■ 本文 ■
説明

降雨補正値特定装置及びナビゲーション装置、並びに降雨補正値を特定するためのコンピュータプログラム、ナビゲーションするためのコンピュータプログラム

【課題】車輌のプローブ情報を用い、降雨状況に基づいてリンク旅行速度を補正するための降雨補正値を自動的に作成する装置及びその方法を提供する。
【解決手段】地図情報保存部から降雨補正値を特定するための対象要素を選択し、選択された対象要素を含むプローブ情報を抽出し、抽出されたプローブ情報から第1の降雨状態のときの第1の速度情報及び第2の降雨状態のときの第2の速度情報を特定し、当該第1の速度情報、第2の速度情報と、予め定められた対象要素の基準速度とをそれぞれ比較して第1の補正値及び第2の補正値を特定する。

【発明の詳細な説明】
【技術分野】
【0001】
本発明は、車輌のプローブ情報を用い、降雨状況に基づいてリンク旅行速度を補正するための降雨補正値特定装置及び当該装置を用いたナビゲーション装置に関する。

■ 目標 ■
降雨補正値特定装置についての本文を、最後の文の続きから書き継いでください。 行は参照しなくてかまいません。

■ 提供データ ■
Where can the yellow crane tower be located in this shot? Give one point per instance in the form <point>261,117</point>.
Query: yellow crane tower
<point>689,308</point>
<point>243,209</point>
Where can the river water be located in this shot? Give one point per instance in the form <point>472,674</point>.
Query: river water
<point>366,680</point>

■ 解答 ■
【背景技術】
【0002】
近年、ナビゲーション装置の普及はめざましく、多くの車輌運転者がナビゲーション装置によって案内されたルートを走行している。一般に、ナビゲーション装置は、地図データを用いて出発地から目的地までの旅行時間が短くなるよう経路を探索し、当該経路と共に目的地への到達予想時間を運転者に案内する。
しかしながら、降雨等の天候状況によっては、車輌走行速度が低下し上記案内された到達予想時間を遅延する等、精度良く到達予想時間を案内することが困難であった。
このような課題を解決すべく、特許文献1では、「晴れ」、「曇り」、「雨」、「雪」などの天候情報等を考慮した経路算出及び通過時刻算出が可能な地図表示装置が提案されている。
本件発明に関連する従来技術を開示する特許文献2〜4も参照されたい。
【先行技術文献】
【特許文献】
【0003】
【特許文献1】特開2007−285907号公報
【特許文献2】特開2005−266926号公報
【特許文献3】特開2005−004359号公報
【特許文献4】特開2004−234649号公報
【発明の概要】
【発明が解決しようとする課題】
【0004】
本発明者らは、降雨時において、より精度良く、より実際に即して、上記到達予想時間を算出すべく鋭意検討を重ねてきた。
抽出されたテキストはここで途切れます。